● Aim
What is needed is an exact repeat of the lines from the line containing "the runner's left" through the final line of the entries below, and nothing else.

● Data for this exercise
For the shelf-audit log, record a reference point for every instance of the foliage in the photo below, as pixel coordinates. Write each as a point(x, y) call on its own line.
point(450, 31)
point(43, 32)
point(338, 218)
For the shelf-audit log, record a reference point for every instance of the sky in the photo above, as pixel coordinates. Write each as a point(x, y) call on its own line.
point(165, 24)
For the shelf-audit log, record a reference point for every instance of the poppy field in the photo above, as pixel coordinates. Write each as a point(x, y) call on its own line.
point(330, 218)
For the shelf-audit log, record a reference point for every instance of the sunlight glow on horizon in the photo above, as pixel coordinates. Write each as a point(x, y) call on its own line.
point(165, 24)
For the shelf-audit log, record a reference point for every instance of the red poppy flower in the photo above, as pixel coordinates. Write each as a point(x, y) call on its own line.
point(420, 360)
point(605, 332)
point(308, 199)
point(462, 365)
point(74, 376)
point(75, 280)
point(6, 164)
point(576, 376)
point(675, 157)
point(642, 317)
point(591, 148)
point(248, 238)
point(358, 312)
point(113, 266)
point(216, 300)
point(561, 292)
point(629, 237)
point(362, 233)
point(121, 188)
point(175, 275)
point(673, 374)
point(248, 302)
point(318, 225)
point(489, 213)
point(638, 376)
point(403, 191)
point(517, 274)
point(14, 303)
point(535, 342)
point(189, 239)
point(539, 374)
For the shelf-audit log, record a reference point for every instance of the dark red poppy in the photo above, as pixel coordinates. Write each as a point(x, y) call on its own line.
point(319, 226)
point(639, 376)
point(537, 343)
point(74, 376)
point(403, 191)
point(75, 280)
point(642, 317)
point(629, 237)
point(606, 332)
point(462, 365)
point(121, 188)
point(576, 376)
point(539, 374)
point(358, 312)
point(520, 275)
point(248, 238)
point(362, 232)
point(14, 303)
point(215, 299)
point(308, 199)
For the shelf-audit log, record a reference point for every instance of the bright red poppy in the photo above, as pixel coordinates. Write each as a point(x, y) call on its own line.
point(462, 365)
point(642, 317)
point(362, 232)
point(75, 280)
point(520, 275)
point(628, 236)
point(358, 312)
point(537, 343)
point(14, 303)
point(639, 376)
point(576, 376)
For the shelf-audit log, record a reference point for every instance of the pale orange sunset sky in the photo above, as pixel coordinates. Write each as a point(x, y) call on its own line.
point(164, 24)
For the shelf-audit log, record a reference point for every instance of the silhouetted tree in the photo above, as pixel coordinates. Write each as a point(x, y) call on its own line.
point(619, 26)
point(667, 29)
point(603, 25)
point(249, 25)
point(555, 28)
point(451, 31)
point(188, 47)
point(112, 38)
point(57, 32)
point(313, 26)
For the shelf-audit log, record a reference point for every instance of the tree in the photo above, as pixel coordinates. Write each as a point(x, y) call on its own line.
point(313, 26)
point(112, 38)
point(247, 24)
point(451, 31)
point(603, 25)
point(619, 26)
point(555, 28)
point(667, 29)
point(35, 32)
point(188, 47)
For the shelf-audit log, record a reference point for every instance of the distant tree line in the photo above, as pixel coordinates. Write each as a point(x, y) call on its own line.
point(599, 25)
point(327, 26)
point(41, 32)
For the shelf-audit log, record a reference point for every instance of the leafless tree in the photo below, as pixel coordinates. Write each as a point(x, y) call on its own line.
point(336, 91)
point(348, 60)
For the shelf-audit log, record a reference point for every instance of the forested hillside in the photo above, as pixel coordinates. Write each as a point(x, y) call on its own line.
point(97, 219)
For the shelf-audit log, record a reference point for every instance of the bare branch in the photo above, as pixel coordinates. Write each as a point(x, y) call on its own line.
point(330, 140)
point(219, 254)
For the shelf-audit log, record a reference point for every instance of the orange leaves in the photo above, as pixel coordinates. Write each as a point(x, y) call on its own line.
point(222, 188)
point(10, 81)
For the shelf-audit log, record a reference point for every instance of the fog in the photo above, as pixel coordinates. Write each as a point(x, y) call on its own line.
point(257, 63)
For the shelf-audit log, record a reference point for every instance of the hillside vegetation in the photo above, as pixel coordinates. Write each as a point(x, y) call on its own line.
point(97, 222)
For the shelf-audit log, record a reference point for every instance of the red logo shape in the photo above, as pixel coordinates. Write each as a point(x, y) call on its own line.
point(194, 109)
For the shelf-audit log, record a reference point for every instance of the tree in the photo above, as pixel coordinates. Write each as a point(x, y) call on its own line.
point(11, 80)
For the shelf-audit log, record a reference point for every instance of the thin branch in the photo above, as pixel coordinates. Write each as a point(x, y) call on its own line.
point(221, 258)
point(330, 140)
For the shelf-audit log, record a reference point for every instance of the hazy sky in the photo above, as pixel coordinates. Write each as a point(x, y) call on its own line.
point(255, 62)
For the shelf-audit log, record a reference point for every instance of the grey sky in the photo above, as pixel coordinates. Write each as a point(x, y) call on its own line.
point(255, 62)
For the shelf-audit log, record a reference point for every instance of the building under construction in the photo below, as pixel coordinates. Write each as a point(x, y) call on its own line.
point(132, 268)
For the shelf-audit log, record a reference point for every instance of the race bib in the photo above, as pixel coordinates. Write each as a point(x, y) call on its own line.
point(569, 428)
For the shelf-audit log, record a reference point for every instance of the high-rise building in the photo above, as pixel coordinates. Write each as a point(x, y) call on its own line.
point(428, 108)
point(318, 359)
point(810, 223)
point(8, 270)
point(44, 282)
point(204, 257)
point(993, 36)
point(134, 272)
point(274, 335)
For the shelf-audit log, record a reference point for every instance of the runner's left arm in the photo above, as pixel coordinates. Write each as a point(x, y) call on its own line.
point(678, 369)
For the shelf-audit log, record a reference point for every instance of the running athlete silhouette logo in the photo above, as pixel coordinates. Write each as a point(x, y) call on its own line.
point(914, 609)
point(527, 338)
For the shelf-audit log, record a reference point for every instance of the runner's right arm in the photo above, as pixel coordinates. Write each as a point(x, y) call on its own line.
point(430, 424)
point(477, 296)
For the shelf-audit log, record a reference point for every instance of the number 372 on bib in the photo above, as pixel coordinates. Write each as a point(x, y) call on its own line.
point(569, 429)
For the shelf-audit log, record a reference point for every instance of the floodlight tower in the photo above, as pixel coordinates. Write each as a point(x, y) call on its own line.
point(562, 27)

● Solution for this problem
For the shelf-audit log, record a reference point for every instance of the runner's left arm in the photo above, as pixel coordinates. Write each as a point(x, y) call on its own line.
point(678, 369)
For the shelf-audit log, record a reference point for every instance of the running athlete silhouette logo in the photo above, as pixel coordinates. Write each as a point(x, y) call on its own line.
point(914, 609)
point(527, 338)
For the shelf-audit log, record a reference point for every instance of the runner's right arm in the photo above, as pixel coordinates. Write each as a point(x, y) call on its own line.
point(430, 424)
point(477, 296)
For the shelf-audit log, record a reference point for every instance of the number 372 on bib in the photo above, as pixel coordinates. Write each as a point(x, y) call on its own line.
point(569, 429)
For the shelf-audit log, record a reference point for every instance of the floodlight tower in the photo above, as pixel coordinates. Write each as a point(x, y) call on its own line.
point(562, 27)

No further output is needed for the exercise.